Record set -

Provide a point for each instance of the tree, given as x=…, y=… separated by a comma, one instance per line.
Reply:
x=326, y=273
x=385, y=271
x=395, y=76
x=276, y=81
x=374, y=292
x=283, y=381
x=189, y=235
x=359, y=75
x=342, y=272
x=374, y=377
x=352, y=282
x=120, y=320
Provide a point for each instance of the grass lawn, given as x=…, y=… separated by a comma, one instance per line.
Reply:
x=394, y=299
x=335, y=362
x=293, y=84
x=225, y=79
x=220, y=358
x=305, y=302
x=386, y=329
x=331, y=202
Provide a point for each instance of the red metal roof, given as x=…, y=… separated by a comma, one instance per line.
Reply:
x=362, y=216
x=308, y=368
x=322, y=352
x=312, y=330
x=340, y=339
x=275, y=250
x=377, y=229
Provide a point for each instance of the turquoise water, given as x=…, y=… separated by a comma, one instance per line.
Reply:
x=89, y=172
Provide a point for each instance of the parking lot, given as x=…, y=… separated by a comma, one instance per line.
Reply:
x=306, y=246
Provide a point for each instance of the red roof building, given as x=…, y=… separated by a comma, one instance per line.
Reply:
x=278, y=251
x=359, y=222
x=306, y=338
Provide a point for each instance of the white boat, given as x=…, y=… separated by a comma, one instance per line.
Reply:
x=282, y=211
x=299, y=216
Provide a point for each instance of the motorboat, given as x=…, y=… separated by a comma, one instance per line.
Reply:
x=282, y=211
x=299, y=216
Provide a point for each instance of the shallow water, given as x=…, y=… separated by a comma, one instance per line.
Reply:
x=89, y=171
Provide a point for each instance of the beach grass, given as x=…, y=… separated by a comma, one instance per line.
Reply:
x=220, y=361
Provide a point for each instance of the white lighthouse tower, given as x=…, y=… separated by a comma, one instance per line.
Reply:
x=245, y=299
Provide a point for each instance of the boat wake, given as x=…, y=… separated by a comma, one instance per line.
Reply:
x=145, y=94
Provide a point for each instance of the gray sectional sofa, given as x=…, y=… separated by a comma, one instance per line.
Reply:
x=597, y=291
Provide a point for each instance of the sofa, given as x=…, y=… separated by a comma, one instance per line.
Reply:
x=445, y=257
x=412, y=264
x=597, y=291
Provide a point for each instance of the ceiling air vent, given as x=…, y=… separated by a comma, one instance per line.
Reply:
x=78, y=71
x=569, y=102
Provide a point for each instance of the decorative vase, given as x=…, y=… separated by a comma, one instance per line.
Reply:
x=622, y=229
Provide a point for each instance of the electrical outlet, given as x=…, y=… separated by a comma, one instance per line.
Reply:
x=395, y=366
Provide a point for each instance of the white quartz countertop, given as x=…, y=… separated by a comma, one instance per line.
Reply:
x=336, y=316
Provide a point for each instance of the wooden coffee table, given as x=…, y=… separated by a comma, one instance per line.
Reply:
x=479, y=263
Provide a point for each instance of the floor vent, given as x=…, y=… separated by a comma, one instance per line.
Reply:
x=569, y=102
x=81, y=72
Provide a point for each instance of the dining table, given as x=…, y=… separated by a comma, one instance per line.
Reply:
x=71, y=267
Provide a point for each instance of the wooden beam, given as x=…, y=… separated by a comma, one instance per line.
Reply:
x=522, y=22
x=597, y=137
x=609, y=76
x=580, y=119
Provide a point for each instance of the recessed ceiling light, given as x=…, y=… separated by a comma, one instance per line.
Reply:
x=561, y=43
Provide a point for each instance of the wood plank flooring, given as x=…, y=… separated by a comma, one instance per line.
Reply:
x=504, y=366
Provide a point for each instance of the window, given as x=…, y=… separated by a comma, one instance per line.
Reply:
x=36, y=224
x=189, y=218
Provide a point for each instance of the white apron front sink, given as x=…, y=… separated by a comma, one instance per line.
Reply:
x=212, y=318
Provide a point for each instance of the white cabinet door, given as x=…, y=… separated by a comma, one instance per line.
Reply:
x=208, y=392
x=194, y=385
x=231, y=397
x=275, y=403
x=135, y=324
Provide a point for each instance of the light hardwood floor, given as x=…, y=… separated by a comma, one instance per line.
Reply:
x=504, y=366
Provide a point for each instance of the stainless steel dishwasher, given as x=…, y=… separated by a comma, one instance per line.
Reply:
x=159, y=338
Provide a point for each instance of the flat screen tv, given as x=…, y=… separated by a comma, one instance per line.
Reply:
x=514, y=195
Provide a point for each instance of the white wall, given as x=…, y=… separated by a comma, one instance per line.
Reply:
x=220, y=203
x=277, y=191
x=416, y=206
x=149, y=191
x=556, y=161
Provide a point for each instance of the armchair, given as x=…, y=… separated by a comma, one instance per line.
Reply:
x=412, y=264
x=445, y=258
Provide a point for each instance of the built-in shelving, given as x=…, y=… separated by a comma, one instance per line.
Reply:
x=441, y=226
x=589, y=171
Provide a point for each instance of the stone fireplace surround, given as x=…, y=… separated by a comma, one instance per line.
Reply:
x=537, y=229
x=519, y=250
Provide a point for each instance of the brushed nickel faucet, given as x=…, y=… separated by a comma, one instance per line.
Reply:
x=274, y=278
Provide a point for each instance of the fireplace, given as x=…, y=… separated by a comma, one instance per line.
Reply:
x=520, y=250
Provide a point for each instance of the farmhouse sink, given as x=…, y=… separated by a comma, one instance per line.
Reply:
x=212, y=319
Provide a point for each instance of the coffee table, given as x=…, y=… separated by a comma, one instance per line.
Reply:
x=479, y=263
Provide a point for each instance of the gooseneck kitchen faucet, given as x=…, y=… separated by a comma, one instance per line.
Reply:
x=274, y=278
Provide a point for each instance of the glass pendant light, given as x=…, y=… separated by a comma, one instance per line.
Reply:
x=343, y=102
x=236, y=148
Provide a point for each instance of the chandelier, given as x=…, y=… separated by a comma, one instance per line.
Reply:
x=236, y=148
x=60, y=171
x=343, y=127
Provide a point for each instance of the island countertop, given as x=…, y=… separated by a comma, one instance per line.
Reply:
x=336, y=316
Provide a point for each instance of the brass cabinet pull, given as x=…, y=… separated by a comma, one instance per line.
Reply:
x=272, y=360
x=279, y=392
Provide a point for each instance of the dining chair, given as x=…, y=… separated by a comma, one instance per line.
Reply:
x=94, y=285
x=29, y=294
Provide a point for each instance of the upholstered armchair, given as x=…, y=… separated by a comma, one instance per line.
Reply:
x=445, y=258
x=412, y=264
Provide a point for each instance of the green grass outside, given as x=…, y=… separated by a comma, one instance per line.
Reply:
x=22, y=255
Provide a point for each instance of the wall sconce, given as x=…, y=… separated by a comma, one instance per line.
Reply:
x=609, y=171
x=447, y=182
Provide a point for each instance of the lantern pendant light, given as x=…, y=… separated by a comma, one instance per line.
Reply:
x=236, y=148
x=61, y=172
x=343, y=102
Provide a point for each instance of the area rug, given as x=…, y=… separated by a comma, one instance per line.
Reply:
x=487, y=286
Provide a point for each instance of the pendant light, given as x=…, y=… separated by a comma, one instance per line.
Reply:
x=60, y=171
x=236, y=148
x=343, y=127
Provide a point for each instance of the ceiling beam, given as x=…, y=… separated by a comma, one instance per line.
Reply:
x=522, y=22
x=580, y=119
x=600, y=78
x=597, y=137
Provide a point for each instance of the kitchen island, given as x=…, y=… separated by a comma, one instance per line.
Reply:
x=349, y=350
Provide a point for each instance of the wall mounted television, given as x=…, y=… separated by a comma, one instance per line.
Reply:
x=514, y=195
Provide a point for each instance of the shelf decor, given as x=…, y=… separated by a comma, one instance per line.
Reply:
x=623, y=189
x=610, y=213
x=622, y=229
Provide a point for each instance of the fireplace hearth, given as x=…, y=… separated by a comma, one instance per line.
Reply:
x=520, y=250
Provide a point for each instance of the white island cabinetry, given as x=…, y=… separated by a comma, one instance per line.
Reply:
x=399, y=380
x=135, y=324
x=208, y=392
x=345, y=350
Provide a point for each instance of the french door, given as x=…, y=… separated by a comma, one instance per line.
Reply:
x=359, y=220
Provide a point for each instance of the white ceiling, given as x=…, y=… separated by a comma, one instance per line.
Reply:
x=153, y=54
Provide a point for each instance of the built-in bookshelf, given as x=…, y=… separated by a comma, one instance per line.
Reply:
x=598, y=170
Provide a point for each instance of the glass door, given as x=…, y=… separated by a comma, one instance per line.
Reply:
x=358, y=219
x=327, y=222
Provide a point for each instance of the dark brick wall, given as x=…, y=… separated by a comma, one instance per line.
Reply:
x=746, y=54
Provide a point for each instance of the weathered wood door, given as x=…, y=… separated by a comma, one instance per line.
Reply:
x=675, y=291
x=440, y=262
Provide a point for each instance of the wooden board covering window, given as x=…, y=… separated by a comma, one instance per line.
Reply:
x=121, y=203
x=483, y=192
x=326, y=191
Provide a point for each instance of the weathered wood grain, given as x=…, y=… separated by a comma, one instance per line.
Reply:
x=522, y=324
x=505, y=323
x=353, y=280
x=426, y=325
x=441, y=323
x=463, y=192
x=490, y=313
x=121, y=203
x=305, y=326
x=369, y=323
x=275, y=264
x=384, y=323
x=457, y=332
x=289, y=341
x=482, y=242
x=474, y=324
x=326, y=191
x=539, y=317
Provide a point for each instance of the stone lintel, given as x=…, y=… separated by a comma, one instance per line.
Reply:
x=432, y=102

Exercise instructions - Within the material above, report how many lines carry the word "coffee", and nothing else.

Solution for this problem - 2